[REQUIRED ACTIONS]:
(1) In the blog post, what reason does the writer give for needing the man to say he wants her? Answer in one to three sentences.
(2) In the entries, from the line containing "Target: carriage backrest" through the end of the entries, inclusive, substitute "nodes" for "vertices" and return those lines.

[DOCUMENT]:

* * * * * * * * *

Okay so the interchangable pussy comment did not go over well. Your an ass Good night. and jerk. was his after thought. I know I was going for the buttons there. But I need to feel wanted. I ended it with why is it so hard for you to tell me that you want me or you don't? you know everybody has their thing. I am a pleaser and what's important to me is to feel wanted and desired. that's my thing. Why are you so against making me feel wanted? OK, the ball is in your court, if you want to find another playmate, I guess that's ur choice. I tried. I did everything you asked me to do.
Going to sleep and feeling like crap. Why does this man not want me? Actually, why can't this man tell me he wants me? Honestly, I know his type. Emotionless in some ways. A lot like the rest of my frogs, afraid of their inner emotion. he is a hard ass. He is just like Mr. government. It must be part of the training, I swear. Uncle Sam makes them hard and their emotions are destroyed. Or its what they see in a day. It hardens them so that they can't show good emotions like desire, want, love, caring...its as if they see it as a weakness. Whatever it is, I always go for the difficult ones.

* * * * * * * * *

[DATA FOR THIS TASK]:
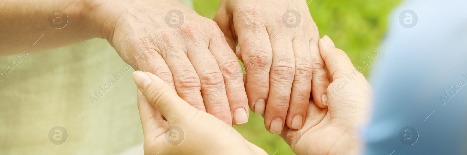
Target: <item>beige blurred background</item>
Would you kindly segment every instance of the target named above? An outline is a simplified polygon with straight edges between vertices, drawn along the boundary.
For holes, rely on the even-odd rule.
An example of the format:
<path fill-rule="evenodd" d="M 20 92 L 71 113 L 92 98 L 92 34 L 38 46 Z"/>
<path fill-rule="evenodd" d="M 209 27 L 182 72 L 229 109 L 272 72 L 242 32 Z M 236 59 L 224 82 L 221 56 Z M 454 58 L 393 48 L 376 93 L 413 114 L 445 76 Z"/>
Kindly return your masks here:
<path fill-rule="evenodd" d="M 127 65 L 106 40 L 26 52 L 21 61 L 17 54 L 0 57 L 0 70 L 19 63 L 0 81 L 0 155 L 143 154 L 134 70 L 113 76 Z M 93 105 L 90 97 L 110 80 L 114 85 Z M 68 133 L 60 145 L 50 139 L 57 126 Z"/>
<path fill-rule="evenodd" d="M 306 0 L 320 37 L 329 35 L 355 65 L 376 49 L 388 14 L 401 1 Z M 184 2 L 212 19 L 220 1 Z M 106 40 L 26 52 L 18 68 L 0 81 L 0 155 L 142 154 L 134 70 L 114 79 L 125 64 Z M 16 55 L 0 57 L 0 71 Z M 368 70 L 361 73 L 366 75 Z M 93 105 L 89 97 L 110 80 L 115 85 Z M 265 129 L 263 121 L 250 111 L 248 123 L 234 128 L 269 155 L 293 154 L 282 138 Z M 69 135 L 61 145 L 49 139 L 49 131 L 57 126 Z"/>

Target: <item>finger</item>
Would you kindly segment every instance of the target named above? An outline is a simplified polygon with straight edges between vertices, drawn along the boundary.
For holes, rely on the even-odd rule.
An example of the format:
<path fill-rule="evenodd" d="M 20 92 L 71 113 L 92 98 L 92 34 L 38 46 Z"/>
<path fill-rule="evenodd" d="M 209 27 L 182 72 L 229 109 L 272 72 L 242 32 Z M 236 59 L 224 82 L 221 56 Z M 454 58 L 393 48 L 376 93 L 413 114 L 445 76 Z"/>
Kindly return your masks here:
<path fill-rule="evenodd" d="M 327 107 L 327 87 L 329 81 L 326 65 L 319 54 L 317 41 L 312 38 L 310 41 L 310 52 L 311 54 L 313 74 L 311 78 L 311 96 L 316 105 L 321 108 Z"/>
<path fill-rule="evenodd" d="M 243 83 L 243 72 L 227 43 L 221 39 L 222 36 L 217 38 L 211 40 L 209 50 L 216 58 L 223 76 L 225 91 L 232 114 L 232 122 L 236 125 L 241 125 L 246 123 L 249 116 L 248 100 Z"/>
<path fill-rule="evenodd" d="M 347 75 L 356 75 L 350 74 L 356 74 L 354 73 L 355 69 L 350 59 L 343 51 L 336 48 L 329 37 L 327 35 L 323 37 L 318 43 L 319 53 L 333 81 Z"/>
<path fill-rule="evenodd" d="M 201 94 L 201 81 L 196 71 L 183 50 L 169 47 L 160 53 L 172 72 L 177 93 L 196 108 L 206 111 Z"/>
<path fill-rule="evenodd" d="M 232 115 L 222 74 L 207 47 L 194 46 L 187 52 L 201 81 L 201 92 L 206 111 L 232 125 Z"/>
<path fill-rule="evenodd" d="M 274 56 L 269 75 L 267 112 L 264 113 L 264 124 L 273 134 L 280 134 L 283 127 L 295 74 L 292 40 L 279 37 L 271 41 Z"/>
<path fill-rule="evenodd" d="M 157 76 L 163 80 L 169 86 L 175 91 L 174 78 L 167 64 L 157 52 L 149 50 L 142 56 L 146 58 L 140 61 L 136 61 L 140 70 L 148 72 Z M 135 60 L 135 61 L 137 60 Z"/>
<path fill-rule="evenodd" d="M 255 113 L 262 115 L 269 93 L 272 49 L 266 27 L 249 17 L 234 17 L 234 23 L 240 44 L 241 60 L 247 72 L 245 89 L 248 104 Z"/>
<path fill-rule="evenodd" d="M 149 103 L 139 89 L 137 94 L 138 109 L 144 139 L 150 139 L 165 133 L 168 128 L 167 121 L 162 119 L 162 115 Z"/>
<path fill-rule="evenodd" d="M 216 22 L 224 34 L 225 40 L 227 41 L 231 49 L 235 50 L 235 46 L 237 44 L 237 40 L 235 35 L 235 29 L 232 28 L 231 27 L 232 16 L 229 15 L 230 14 L 226 8 L 219 7 L 212 20 Z"/>
<path fill-rule="evenodd" d="M 197 110 L 178 97 L 165 81 L 152 73 L 136 71 L 133 73 L 133 80 L 147 101 L 169 124 L 174 119 L 179 121 L 187 112 L 196 113 Z"/>
<path fill-rule="evenodd" d="M 292 42 L 295 59 L 295 74 L 286 123 L 289 128 L 297 130 L 302 128 L 305 121 L 311 88 L 313 68 L 308 44 L 308 40 L 305 38 L 296 38 Z"/>

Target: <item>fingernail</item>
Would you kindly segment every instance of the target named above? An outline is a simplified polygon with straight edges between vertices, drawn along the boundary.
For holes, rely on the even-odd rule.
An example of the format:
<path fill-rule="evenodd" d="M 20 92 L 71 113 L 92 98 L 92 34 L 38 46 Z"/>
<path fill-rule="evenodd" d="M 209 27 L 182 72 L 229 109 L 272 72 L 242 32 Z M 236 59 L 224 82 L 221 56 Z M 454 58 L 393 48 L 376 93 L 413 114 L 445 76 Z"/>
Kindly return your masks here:
<path fill-rule="evenodd" d="M 152 79 L 151 79 L 149 75 L 148 75 L 144 72 L 139 70 L 133 72 L 133 79 L 136 83 L 136 85 L 143 89 L 144 89 L 146 86 L 148 86 L 148 85 L 152 81 Z"/>
<path fill-rule="evenodd" d="M 246 123 L 248 122 L 247 110 L 243 108 L 239 108 L 234 110 L 234 121 L 237 124 Z"/>
<path fill-rule="evenodd" d="M 264 99 L 258 99 L 255 102 L 255 114 L 263 115 L 266 108 L 266 101 Z"/>
<path fill-rule="evenodd" d="M 302 121 L 303 121 L 303 115 L 297 114 L 292 119 L 292 128 L 299 130 L 302 129 Z"/>
<path fill-rule="evenodd" d="M 323 102 L 324 105 L 327 105 L 327 94 L 325 93 L 321 95 L 321 102 Z"/>
<path fill-rule="evenodd" d="M 273 134 L 279 135 L 282 131 L 282 119 L 276 118 L 271 121 L 269 125 L 269 130 Z"/>
<path fill-rule="evenodd" d="M 333 42 L 333 40 L 331 40 L 331 38 L 330 38 L 327 35 L 325 35 L 323 37 L 323 39 L 324 40 L 324 41 L 328 45 L 332 46 L 333 47 L 336 47 L 335 45 L 334 45 L 334 42 Z"/>

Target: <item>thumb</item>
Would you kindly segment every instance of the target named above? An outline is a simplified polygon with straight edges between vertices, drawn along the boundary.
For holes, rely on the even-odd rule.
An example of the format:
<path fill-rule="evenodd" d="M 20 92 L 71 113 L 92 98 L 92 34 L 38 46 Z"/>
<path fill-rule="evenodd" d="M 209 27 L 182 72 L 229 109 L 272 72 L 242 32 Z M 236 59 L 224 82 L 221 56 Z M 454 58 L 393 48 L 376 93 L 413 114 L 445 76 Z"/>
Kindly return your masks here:
<path fill-rule="evenodd" d="M 190 107 L 163 80 L 152 73 L 136 71 L 133 73 L 133 79 L 148 101 L 168 121 L 183 115 L 183 112 L 186 112 L 184 109 L 193 108 Z"/>

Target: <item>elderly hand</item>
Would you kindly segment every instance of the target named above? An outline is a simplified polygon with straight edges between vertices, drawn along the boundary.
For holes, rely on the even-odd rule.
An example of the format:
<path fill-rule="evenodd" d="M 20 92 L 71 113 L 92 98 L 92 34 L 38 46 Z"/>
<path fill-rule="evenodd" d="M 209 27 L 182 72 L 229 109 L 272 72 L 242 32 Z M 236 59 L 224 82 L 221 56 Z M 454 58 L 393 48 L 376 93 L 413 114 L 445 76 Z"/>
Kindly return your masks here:
<path fill-rule="evenodd" d="M 232 127 L 190 106 L 154 74 L 137 71 L 133 79 L 145 154 L 267 155 Z"/>
<path fill-rule="evenodd" d="M 310 101 L 303 128 L 284 128 L 281 135 L 297 155 L 357 154 L 363 147 L 359 133 L 369 118 L 373 88 L 328 36 L 319 45 L 330 75 L 328 108 Z"/>
<path fill-rule="evenodd" d="M 228 124 L 248 121 L 241 68 L 215 22 L 177 0 L 89 3 L 85 18 L 98 23 L 135 69 L 154 74 L 184 100 Z"/>
<path fill-rule="evenodd" d="M 326 107 L 329 81 L 305 0 L 222 0 L 214 20 L 231 47 L 240 44 L 250 108 L 264 115 L 268 131 L 279 134 L 284 123 L 301 128 L 311 90 Z"/>

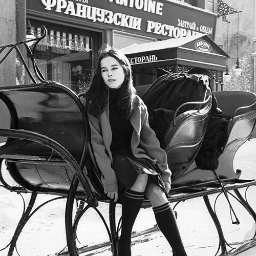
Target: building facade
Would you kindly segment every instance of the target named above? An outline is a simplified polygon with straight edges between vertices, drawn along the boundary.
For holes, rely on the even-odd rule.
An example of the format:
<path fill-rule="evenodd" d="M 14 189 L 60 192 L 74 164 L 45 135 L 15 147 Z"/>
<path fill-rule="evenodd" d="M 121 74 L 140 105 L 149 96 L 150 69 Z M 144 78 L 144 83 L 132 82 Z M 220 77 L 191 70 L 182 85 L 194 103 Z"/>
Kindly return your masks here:
<path fill-rule="evenodd" d="M 248 2 L 246 5 L 238 0 L 228 1 L 230 3 L 227 4 L 238 10 L 241 7 L 242 11 L 239 19 L 241 32 L 240 55 L 242 56 L 246 52 L 253 61 L 256 51 L 253 39 L 255 40 L 256 37 L 255 0 L 246 0 Z M 103 43 L 123 49 L 133 44 L 179 39 L 206 34 L 223 51 L 227 50 L 227 23 L 222 20 L 222 16 L 218 16 L 220 0 L 0 2 L 8 10 L 4 12 L 6 16 L 2 18 L 0 29 L 2 35 L 6 34 L 7 36 L 2 37 L 1 44 L 24 40 L 26 30 L 29 29 L 28 27 L 30 24 L 34 35 L 40 36 L 44 33 L 41 26 L 45 26 L 47 34 L 37 47 L 36 60 L 46 79 L 59 81 L 77 92 L 82 89 L 84 84 L 88 84 L 98 50 Z M 228 54 L 231 58 L 228 63 L 231 67 L 237 57 L 237 15 L 227 17 L 230 19 Z M 12 24 L 11 28 L 10 24 Z M 13 66 L 13 63 L 16 67 Z M 252 66 L 255 67 L 253 64 Z M 10 72 L 16 68 L 16 77 L 8 76 L 9 83 L 30 82 L 19 65 L 16 58 L 14 61 L 5 63 L 5 68 L 0 67 L 0 72 L 3 74 L 6 74 L 7 70 Z M 32 68 L 31 63 L 29 63 L 29 65 Z M 177 66 L 173 69 L 176 72 L 183 72 L 184 69 L 186 70 L 193 67 L 193 64 L 189 64 L 187 67 Z M 222 83 L 225 69 L 222 67 L 217 71 L 212 69 L 209 71 L 213 72 L 216 81 Z M 6 76 L 3 76 L 7 79 Z M 1 85 L 8 83 L 3 81 L 3 76 L 1 79 Z"/>
<path fill-rule="evenodd" d="M 244 60 L 248 69 L 246 82 L 249 84 L 247 88 L 255 93 L 256 1 L 215 0 L 215 4 L 216 13 L 226 13 L 217 18 L 215 41 L 230 56 L 227 62 L 229 73 L 236 67 L 238 57 L 240 67 Z"/>

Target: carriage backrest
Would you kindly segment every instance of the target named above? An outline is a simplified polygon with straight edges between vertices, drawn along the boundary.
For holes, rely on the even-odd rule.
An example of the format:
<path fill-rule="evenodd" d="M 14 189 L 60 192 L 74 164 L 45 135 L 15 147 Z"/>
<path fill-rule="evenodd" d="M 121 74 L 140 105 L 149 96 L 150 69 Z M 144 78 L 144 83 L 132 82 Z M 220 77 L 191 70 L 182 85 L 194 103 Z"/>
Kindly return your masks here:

* * * * * * * * *

[RESULTS FOR EACH TASK]:
(1) The writer calls herself a pleaser and says everybody has their thing. Hers is feeling wanted and desired, which she says is what matters most to her.

(2)
Target: carriage backrest
Would you kindly segment every instance of the target named above? An outline is a simplified polygon with straight edges between nodes, drawn along the boundary.
For holes, rely on the even-odd rule.
An example of the format:
<path fill-rule="evenodd" d="M 14 189 L 60 192 L 74 164 L 45 135 L 15 147 Z"/>
<path fill-rule="evenodd" d="M 121 74 L 140 105 L 149 96 L 150 69 Z M 144 78 L 144 83 L 132 82 Z M 220 77 L 191 70 L 182 85 L 194 103 Z"/>
Kindly return your masks here:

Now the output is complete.